[[ TEXT PASSAGE open ]]

Classical period Indian subcontinent kingdom

The Gauḍa kingdom was a kingdom during the Classical era in the Indian subcontinent, which originated in the Gauda region of Bengal (modern-day West Bengal and Bangladesh) in 4th century CE or possibly earlier.

==Location and extent==
A Buddhist Mahāyāna Text Mañjuśrī-Mūlakalpa records the existence of Gauda kingdom in Bengal before it was replaced by Gupta Empire in the 4th century. King Loka who was born in Vardhamāna (Bardhamān) is mentioned who must have ruled in the early 4th century CE.

[[ TEXT PASSAGE closed ]]
[[ DATA open ]]

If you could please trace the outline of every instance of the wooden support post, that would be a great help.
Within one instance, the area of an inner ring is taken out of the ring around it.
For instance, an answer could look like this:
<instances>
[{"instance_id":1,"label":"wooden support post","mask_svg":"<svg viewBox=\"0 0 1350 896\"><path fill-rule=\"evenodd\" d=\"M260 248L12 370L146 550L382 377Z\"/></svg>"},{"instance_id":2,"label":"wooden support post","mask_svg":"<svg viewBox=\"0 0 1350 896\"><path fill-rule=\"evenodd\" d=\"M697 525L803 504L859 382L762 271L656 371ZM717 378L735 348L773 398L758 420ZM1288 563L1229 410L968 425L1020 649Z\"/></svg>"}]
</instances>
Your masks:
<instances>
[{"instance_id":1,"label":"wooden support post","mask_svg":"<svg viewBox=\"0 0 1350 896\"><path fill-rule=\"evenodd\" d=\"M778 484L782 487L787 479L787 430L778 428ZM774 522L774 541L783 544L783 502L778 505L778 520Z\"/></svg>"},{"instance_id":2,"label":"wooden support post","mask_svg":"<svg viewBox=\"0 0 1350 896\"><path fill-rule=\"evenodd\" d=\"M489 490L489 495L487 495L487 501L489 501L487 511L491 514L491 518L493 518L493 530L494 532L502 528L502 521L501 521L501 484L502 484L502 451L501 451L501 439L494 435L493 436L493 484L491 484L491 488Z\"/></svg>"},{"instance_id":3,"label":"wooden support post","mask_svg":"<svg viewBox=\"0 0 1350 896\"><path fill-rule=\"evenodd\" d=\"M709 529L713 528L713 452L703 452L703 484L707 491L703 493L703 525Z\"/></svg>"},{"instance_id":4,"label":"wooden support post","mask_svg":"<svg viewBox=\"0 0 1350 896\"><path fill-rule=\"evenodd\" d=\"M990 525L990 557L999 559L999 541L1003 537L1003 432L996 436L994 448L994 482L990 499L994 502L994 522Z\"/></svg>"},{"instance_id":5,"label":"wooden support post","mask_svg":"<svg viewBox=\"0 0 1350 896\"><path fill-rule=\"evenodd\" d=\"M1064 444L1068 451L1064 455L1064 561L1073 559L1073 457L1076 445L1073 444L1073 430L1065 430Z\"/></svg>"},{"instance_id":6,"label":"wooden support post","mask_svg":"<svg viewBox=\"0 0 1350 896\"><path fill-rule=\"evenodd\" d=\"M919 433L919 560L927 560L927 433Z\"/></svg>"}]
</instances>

[[ DATA closed ]]

◆ YOUR TASK
Answer these from the Gauḍa kingdom passage above:
1. In which region did the kingdom originate?
2. Which empire replaced it, according to the Mañjuśrī-Mūlakalpa?
3. Where was King Loka born?

◆ ANSWER BOX
1. The Gauda region of Bengal
2. The Gupta Empire
3. Vardhamāna (Bardhamān)